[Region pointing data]

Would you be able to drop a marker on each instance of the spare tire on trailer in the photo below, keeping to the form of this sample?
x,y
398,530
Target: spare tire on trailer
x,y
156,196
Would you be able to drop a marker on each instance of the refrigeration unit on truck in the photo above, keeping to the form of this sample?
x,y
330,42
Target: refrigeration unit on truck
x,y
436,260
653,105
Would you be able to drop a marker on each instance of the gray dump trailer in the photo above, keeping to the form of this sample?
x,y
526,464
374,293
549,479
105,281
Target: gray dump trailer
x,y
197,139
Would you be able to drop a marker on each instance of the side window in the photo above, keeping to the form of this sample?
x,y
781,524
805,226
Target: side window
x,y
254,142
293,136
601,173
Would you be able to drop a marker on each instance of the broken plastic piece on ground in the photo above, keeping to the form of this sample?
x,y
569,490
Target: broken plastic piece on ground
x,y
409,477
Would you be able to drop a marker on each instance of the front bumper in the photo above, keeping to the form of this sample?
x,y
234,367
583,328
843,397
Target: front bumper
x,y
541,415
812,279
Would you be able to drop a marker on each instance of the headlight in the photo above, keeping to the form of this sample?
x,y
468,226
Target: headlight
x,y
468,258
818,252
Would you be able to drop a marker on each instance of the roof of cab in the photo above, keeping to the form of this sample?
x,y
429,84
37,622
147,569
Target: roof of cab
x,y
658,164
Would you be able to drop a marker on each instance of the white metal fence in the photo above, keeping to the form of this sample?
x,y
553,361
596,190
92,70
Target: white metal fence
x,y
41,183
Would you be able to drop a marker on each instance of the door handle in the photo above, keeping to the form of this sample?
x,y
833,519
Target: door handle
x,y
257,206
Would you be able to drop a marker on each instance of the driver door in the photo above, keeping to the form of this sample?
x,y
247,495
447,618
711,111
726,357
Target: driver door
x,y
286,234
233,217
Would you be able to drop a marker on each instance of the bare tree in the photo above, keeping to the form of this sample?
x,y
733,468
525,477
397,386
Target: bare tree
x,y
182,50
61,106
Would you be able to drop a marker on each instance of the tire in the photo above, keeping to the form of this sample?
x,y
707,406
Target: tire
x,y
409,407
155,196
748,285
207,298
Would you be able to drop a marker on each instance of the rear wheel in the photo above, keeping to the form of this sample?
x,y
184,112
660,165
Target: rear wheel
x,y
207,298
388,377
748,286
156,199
...
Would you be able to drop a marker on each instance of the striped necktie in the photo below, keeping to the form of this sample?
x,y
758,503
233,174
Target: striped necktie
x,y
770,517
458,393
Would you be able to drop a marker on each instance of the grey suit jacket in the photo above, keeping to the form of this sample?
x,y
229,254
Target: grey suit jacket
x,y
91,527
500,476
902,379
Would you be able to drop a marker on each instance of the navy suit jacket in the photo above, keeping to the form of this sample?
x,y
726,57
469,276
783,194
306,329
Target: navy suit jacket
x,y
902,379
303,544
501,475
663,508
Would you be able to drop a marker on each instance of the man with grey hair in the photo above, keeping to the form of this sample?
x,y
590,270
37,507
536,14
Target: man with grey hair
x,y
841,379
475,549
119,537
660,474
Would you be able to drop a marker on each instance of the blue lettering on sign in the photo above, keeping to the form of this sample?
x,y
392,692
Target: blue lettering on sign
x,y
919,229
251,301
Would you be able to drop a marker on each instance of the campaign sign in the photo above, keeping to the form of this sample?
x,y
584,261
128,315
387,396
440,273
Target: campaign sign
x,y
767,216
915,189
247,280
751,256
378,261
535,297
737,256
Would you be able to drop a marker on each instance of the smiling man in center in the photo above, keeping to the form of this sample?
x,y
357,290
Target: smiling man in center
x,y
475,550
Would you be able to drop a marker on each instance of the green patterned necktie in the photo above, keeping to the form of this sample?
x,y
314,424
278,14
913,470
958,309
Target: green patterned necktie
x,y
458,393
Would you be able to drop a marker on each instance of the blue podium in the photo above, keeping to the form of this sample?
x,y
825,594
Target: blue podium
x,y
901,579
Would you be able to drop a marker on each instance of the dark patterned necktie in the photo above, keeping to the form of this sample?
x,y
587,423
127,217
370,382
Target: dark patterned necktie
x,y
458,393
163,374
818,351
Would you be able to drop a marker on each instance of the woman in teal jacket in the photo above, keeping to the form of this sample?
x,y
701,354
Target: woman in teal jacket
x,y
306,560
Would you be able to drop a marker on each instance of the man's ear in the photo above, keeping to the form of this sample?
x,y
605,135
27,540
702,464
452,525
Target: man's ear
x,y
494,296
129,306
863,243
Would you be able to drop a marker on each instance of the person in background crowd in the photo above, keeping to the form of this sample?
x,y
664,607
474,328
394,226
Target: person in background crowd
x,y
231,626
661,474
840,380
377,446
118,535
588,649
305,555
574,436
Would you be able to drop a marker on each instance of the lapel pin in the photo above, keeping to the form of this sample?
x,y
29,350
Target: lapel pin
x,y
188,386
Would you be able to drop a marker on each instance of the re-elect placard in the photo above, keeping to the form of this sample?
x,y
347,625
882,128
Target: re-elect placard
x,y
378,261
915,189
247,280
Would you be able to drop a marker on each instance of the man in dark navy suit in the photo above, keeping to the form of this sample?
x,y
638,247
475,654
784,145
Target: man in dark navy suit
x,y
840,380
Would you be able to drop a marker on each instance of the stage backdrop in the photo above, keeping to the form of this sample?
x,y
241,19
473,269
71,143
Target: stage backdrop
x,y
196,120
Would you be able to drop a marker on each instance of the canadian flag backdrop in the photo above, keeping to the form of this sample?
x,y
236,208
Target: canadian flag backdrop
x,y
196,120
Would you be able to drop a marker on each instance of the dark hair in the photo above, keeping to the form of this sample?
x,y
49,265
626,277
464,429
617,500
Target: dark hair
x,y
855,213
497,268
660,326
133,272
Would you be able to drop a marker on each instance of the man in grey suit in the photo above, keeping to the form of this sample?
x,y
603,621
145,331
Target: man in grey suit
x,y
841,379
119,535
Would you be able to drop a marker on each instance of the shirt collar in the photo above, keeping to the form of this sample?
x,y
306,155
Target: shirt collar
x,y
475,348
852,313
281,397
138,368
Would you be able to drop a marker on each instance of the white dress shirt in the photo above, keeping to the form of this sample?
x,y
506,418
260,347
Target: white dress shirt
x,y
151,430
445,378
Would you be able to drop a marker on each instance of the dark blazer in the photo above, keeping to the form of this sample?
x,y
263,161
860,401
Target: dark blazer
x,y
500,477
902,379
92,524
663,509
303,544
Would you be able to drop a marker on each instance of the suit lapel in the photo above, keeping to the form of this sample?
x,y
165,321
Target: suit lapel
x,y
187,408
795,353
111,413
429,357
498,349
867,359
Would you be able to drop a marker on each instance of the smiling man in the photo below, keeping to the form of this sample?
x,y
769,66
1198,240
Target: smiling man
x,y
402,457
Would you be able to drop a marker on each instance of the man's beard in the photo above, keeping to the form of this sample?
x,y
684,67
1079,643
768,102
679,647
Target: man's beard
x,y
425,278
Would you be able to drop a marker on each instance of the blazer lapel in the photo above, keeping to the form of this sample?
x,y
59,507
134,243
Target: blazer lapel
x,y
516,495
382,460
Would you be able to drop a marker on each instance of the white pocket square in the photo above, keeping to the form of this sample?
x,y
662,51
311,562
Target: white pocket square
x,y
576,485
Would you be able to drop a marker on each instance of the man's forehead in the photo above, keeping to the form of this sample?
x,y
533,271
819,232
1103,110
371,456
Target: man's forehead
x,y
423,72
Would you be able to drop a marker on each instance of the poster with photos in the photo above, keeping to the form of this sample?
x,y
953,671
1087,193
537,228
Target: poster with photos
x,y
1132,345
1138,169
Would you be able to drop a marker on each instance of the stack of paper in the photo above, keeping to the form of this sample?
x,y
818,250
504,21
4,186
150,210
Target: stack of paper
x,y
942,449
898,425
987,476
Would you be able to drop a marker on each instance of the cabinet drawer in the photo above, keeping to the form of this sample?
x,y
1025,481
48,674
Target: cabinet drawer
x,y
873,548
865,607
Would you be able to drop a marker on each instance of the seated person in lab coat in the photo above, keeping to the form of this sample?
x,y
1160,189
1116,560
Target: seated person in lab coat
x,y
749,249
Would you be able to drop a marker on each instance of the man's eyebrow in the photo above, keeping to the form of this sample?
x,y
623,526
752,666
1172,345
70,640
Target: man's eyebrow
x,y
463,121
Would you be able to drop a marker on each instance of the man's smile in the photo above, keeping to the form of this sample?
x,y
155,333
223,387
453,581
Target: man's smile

◆ Task objective: Report every line above that has the string "smile" in it.

◆ Output below:
Would you be able to drop a marker on each instance of the man's smile in the photo above, keeping to the form of this sample?
Target: man's smile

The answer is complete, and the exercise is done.